● **WHAT NEEDS TO BE DONE**
Lines from the one containing "Keypoint placement: for each instance of the dodge" through the end of the data are to be returned exactly, and no others.
>>>>
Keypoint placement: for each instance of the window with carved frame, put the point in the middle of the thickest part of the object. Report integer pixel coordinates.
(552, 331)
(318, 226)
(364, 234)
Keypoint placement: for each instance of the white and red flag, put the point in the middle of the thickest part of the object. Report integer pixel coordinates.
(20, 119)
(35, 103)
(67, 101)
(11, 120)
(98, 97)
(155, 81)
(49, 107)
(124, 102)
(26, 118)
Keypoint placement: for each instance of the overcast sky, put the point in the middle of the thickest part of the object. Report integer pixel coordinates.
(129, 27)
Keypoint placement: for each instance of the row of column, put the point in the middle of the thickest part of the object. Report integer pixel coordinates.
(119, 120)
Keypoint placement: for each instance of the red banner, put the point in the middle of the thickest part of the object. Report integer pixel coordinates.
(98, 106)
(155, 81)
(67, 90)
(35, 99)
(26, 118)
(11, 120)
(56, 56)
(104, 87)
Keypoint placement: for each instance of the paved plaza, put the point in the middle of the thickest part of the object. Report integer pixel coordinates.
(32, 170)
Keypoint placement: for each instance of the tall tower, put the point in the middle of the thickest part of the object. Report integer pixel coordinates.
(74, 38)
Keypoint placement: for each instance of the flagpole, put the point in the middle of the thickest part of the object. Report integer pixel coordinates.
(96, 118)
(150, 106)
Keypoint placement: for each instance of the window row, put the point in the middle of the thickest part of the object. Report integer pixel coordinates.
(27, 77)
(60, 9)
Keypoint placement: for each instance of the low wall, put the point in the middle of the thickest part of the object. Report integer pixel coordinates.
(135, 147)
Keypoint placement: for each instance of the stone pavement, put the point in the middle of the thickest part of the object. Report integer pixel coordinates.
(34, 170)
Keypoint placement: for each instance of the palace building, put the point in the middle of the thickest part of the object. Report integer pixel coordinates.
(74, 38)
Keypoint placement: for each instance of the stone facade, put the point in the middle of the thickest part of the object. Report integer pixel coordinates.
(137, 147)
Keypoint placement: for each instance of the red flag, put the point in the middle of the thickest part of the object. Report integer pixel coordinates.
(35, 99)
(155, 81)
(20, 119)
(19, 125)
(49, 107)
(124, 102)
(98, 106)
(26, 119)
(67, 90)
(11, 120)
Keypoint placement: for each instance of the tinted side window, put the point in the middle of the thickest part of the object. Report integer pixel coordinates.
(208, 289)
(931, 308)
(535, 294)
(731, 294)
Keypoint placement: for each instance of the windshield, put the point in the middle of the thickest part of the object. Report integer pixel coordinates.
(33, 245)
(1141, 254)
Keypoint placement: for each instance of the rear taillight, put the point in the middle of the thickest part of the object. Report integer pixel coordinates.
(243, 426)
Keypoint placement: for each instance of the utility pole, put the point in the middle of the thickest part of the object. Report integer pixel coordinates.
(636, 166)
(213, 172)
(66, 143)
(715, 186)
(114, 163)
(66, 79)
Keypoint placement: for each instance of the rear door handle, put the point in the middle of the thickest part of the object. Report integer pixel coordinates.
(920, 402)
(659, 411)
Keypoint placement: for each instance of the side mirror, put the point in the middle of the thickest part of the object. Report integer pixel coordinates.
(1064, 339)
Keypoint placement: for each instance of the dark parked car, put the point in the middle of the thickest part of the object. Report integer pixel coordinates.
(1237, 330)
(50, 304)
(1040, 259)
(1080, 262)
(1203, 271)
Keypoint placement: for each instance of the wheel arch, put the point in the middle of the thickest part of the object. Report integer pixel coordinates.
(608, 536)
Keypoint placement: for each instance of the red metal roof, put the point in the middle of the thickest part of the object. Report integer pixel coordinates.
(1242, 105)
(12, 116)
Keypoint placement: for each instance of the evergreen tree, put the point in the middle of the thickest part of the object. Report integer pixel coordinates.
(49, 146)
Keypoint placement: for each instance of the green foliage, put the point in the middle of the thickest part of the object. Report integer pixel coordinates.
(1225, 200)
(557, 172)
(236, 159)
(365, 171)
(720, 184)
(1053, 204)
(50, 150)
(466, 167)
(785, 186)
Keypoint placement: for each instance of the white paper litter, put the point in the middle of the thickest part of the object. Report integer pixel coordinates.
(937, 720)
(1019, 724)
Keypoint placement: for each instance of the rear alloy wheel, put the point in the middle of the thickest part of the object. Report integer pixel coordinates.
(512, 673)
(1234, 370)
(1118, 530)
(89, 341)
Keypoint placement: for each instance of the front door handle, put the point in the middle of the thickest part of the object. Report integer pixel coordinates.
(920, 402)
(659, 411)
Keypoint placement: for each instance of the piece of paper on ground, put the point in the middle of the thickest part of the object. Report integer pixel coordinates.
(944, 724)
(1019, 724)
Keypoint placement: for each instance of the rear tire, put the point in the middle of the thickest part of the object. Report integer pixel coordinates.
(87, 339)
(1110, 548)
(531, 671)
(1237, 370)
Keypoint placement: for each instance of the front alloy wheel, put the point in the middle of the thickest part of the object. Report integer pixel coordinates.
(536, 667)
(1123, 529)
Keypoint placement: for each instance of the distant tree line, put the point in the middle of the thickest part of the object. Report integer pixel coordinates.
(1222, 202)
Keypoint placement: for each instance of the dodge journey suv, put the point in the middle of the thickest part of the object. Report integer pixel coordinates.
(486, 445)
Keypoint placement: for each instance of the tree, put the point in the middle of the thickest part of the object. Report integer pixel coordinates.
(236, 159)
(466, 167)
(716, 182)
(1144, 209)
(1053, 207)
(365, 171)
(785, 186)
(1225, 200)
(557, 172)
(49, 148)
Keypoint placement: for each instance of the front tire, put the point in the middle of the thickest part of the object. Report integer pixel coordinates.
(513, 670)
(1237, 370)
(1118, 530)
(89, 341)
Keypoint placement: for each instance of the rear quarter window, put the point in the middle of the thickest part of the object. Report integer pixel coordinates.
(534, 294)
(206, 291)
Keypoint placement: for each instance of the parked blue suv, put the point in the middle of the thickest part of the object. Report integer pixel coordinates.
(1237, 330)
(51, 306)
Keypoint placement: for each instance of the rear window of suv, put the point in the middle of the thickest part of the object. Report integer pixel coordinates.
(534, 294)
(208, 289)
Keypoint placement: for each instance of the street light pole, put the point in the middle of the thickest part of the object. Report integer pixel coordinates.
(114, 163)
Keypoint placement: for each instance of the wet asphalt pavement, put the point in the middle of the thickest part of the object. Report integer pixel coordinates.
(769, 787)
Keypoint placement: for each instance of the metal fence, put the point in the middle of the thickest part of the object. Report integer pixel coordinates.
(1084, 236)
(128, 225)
<<<<
● **EXPECTED OUTPUT**
Keypoint placement: for each instance of the dodge journey suv, put the point in the middle of the thickest part of the object. Report integer pixel coordinates.
(486, 445)
Keypoint placement: for each instance of the tree, put the point in the middle of the thickest part of the object. Report integer pixel coordinates.
(236, 159)
(466, 167)
(716, 182)
(1144, 209)
(1053, 207)
(365, 171)
(785, 186)
(1225, 200)
(557, 172)
(49, 148)
Keypoint placement: for each instance of the front tire, put the point in the middle of the thickest part of the object. Report integer pixel coordinates.
(513, 670)
(1237, 370)
(1118, 530)
(89, 341)
Keypoint placement: for each instance of the rear quarter window, put the point in the middle of the thickest part of the object. Report integer pixel coordinates.
(534, 294)
(206, 291)
Keypoint placement: for each instance of the parked blue suv, put the point in the middle of the thickest part of the object. Report integer pixel coordinates.
(1237, 330)
(51, 306)
Keypoint placement: for each instance of the rear window of suv, put the point in the middle of the thickest part of the object. Report integer pixel coordinates.
(534, 294)
(208, 289)
Keypoint placement: for each instance of the street light pole, put the point in the middle of the thickest part of the object. Report integer pixel coordinates.
(114, 163)
Keypoint placement: for each instance of the wet asphalt pavement, put the point in the middle of the thickest part of the object. Report integer pixel coordinates.
(769, 787)
Keypoint placement: for each instance of the metal fence, put the point in the middle of the thickest part of the object. Report integer pixel coordinates.
(1084, 236)
(128, 225)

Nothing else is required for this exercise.